::: TEXT PROVIDED

Violent protests erupted in Southampton on Tuesday after bodycam footage showed police handcuffing 18-year-old Henry Nowak as he lay dying, stabbed by Vickrum Digwa. But as the city burned, Henry’s father Mark Nowak had been clear outside court after Digwa was sentenced: “This is not a case about Sikhism. This is not a case about racism. This is a case about murder.” The family asked that Henry’s death not be used to create “further division, hatred or tension”. That appeal has been ignored by those who claim to speak in his name.
US vice-president JD Vance posted on X that Nowak had died “the same way a civilisation dies: abandoned and handcuffed by authorities who neither trusted nor cared for him”. He blamed the killing on the “mass invasion of migrants” and said the “only response” was “righteous anger”. Downing Street hit back, a spokesman saying the Nowak family “said they do not want his death to be used to create further division”. The statement added: “Our politics should bring people together even in the most terrible of circumstances. That is who we are as a country.”
“Downing Street criticises JD Vance after he blamed Henry Nowak's murder on migration, as the family's plea to avoid division is ignored.”
The Minister for Children and Families, Josh MacAlister, also criticised Vance on BBC Radio 4’s Any Questions programme. “There are people who are trying to import that kind of toxic politics here into the UK and I don’t want to have anything to do with it,” he said. “I don’t think we need advice from American politicians... [on] how to have effective policing here in the UK,” he added.
Conservative leader Kemi Badenoch called for an “independent rapid review” into the circumstances surrounding Nowak’s death. In a letter to Prime Minister Sir Keir Starmer, she wrote: “The questions raised about what followed are of profound public importance. They concern not only what happened to Henry but overall public confidence in policing.”
The Crown Prosecution Service has confirmed that Digwa, who used a 21cm (8in) blade he said he carried as part of his Sikh faith to kill Nowak on 3 December, was born British. Digwa was jailed for life with a minimum of 21 years after falsely claiming to be the victim of a racist attack – a lie the judge called “wicked”. The Independent Office for Police Conduct is investigating police behaviour, and an inquest jury will consider next year whether “any act or omission by police officers” or delay in treatment contributed to the death.

::::::
::: DATA PROVIDED

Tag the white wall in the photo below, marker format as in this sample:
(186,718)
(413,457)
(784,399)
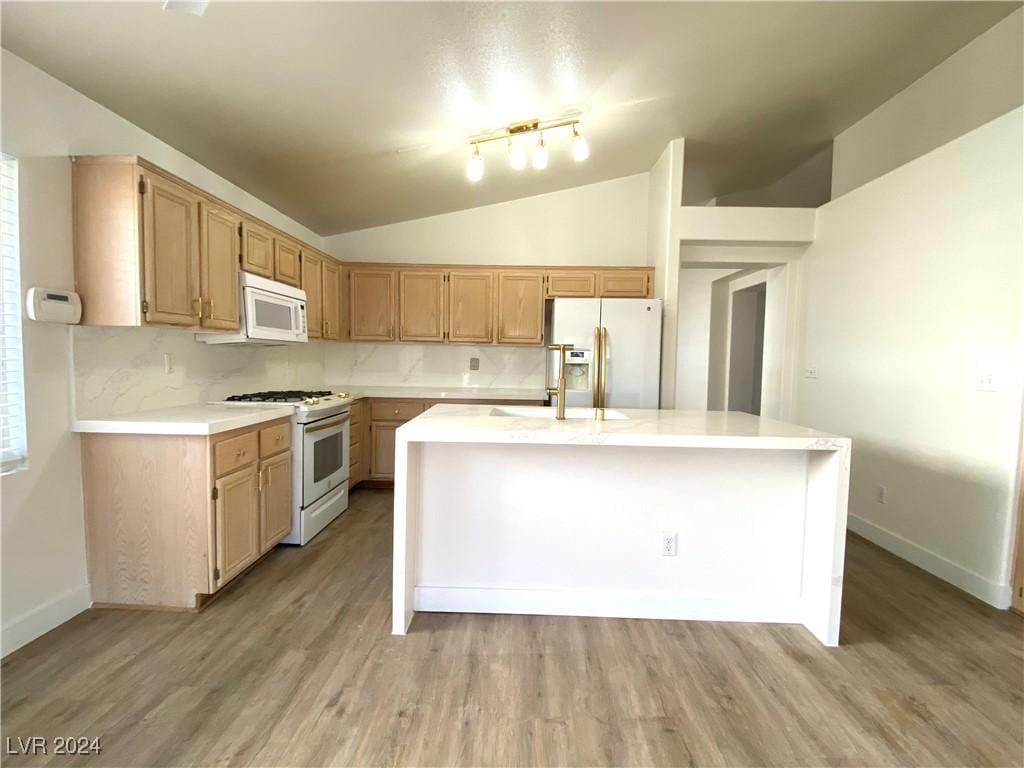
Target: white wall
(913,289)
(43,544)
(602,223)
(979,82)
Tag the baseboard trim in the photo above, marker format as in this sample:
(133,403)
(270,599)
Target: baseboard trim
(628,604)
(996,595)
(38,622)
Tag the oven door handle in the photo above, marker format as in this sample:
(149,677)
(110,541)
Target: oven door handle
(329,425)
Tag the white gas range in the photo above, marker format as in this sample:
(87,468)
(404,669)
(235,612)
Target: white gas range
(320,455)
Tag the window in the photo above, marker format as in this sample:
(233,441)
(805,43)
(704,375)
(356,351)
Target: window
(13,454)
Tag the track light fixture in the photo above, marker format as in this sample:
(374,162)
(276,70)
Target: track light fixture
(517,152)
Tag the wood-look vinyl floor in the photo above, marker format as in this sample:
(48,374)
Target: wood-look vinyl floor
(295,667)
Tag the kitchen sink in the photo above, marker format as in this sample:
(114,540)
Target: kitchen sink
(540,412)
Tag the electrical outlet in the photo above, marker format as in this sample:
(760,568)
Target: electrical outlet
(670,544)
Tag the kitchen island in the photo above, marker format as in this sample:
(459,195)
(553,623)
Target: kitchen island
(645,514)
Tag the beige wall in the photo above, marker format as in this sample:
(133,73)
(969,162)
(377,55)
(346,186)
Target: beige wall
(602,223)
(912,291)
(43,544)
(981,81)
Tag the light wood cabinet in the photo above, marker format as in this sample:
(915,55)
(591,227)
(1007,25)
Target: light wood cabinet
(237,508)
(170,252)
(421,305)
(287,266)
(275,500)
(312,284)
(520,307)
(331,298)
(257,249)
(170,519)
(576,283)
(218,249)
(633,284)
(373,303)
(471,306)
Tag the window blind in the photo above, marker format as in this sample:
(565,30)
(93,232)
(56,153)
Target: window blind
(13,454)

::::::

• [TASK INSTRUCTIONS]
In the text about Henry Nowak's death, what minimum term was set when Vickrum Digwa was jailed for life?

• [YOUR SOLUTION]
A minimum of 21 years.